:: Petunjuk ::
Kembalikan semua baris catatan di bawah ini yang memuat kata "every", tanpa mengubah isinya.

:: Daftar Catatan ::
****
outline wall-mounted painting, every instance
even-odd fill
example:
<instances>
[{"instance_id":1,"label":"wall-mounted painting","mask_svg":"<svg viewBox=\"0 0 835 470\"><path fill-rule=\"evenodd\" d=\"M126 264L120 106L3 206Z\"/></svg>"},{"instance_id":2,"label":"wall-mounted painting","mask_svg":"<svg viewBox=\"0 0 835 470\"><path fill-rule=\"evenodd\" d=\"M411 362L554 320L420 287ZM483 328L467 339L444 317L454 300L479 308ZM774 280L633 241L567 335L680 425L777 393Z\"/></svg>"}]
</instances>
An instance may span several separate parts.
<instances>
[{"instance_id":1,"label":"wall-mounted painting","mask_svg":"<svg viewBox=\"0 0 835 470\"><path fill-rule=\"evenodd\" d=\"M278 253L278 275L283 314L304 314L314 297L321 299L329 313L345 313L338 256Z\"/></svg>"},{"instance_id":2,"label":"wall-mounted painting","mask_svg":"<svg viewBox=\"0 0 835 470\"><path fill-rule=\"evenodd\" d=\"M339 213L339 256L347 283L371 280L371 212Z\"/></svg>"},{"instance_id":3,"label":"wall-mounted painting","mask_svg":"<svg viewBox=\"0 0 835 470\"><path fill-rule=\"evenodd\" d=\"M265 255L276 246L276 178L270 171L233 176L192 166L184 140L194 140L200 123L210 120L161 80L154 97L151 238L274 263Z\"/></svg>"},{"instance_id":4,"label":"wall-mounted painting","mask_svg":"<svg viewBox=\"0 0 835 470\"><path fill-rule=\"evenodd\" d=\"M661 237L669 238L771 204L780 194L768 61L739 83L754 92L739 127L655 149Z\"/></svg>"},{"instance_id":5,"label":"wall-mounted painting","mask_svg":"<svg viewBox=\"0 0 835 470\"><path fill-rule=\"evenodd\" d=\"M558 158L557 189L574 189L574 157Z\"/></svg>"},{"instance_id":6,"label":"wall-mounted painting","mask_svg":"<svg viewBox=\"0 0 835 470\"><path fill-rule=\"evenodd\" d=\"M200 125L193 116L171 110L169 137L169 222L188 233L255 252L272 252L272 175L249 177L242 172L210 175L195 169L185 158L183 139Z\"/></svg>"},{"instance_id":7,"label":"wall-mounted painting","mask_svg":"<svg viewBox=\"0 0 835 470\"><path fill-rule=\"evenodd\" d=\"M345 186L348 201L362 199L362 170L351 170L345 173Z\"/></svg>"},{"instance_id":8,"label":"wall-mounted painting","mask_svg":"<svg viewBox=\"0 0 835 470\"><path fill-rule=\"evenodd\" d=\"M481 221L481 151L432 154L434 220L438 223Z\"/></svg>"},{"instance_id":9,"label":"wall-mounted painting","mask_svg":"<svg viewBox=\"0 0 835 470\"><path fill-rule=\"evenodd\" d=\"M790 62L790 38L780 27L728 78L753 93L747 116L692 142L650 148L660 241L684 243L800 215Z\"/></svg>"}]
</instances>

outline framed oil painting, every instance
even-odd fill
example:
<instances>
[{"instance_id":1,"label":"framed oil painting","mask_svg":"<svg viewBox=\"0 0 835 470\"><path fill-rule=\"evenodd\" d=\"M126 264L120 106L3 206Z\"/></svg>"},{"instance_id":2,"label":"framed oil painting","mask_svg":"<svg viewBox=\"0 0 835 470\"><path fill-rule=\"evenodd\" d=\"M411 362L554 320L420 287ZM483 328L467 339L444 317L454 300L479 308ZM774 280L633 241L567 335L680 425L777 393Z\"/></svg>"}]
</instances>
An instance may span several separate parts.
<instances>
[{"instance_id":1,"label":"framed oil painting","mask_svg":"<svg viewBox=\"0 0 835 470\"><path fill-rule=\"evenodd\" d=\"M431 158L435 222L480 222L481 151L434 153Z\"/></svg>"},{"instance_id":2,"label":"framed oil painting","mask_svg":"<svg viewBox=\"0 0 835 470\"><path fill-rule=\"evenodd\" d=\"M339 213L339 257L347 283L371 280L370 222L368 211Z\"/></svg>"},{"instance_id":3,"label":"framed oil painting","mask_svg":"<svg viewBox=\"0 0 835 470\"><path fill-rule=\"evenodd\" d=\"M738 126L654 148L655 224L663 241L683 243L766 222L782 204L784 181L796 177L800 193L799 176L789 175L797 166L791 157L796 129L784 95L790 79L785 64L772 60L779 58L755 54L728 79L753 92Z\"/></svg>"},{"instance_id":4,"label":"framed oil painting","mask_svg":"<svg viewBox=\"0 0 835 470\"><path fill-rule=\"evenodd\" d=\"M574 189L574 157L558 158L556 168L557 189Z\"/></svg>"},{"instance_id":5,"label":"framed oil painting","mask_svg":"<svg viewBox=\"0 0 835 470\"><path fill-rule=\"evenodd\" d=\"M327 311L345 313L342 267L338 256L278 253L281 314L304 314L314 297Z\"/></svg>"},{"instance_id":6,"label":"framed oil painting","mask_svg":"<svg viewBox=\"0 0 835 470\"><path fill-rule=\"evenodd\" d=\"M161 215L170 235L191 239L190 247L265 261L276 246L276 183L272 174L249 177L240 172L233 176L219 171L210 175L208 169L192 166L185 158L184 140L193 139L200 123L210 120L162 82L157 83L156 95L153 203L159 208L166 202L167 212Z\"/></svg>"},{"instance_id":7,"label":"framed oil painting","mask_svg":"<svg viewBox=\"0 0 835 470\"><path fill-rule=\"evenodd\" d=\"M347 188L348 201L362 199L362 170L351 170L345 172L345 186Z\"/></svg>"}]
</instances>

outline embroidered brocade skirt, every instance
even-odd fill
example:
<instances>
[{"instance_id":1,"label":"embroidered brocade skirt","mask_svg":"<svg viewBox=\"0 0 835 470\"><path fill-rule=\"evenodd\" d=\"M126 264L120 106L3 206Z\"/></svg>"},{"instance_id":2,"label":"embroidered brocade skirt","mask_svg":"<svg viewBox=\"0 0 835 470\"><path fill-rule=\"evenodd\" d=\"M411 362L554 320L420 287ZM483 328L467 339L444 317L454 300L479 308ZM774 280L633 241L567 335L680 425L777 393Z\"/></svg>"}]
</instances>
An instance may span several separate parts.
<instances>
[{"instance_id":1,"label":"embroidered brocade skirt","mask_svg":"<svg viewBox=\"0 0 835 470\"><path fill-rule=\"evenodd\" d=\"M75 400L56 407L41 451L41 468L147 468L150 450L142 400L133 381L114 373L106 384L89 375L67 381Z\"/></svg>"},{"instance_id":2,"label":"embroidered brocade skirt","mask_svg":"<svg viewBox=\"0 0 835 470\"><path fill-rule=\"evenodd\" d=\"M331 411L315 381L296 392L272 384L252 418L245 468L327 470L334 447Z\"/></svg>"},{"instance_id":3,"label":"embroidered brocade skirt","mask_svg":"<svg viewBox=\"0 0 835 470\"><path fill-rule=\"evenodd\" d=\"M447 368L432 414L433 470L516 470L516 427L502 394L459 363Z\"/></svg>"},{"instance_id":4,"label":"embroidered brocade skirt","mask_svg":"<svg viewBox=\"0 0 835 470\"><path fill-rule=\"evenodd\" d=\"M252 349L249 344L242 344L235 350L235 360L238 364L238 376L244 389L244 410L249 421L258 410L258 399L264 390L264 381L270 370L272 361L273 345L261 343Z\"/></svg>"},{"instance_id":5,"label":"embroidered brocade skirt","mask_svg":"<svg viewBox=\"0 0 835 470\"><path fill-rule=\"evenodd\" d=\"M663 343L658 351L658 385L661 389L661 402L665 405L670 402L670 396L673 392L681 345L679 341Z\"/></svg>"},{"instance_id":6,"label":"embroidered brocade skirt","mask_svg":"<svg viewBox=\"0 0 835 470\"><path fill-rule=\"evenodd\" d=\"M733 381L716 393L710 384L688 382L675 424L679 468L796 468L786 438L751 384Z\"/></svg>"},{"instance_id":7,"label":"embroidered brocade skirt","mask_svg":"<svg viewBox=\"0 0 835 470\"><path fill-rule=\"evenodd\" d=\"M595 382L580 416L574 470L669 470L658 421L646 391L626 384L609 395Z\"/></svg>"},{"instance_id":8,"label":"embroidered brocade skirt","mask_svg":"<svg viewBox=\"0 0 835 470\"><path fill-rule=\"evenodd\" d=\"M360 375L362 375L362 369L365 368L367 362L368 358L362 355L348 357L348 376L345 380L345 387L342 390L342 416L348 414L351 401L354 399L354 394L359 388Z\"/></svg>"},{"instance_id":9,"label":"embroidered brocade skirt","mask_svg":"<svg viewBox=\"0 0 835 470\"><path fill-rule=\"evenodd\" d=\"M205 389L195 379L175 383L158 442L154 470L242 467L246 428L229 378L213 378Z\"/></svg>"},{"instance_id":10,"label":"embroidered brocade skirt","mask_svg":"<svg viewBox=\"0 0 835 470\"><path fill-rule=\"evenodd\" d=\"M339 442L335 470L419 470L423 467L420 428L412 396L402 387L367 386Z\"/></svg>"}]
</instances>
****
:: Keluaran Lengkap ::
outline wall-mounted painting, every instance
outline framed oil painting, every instance
outline embroidered brocade skirt, every instance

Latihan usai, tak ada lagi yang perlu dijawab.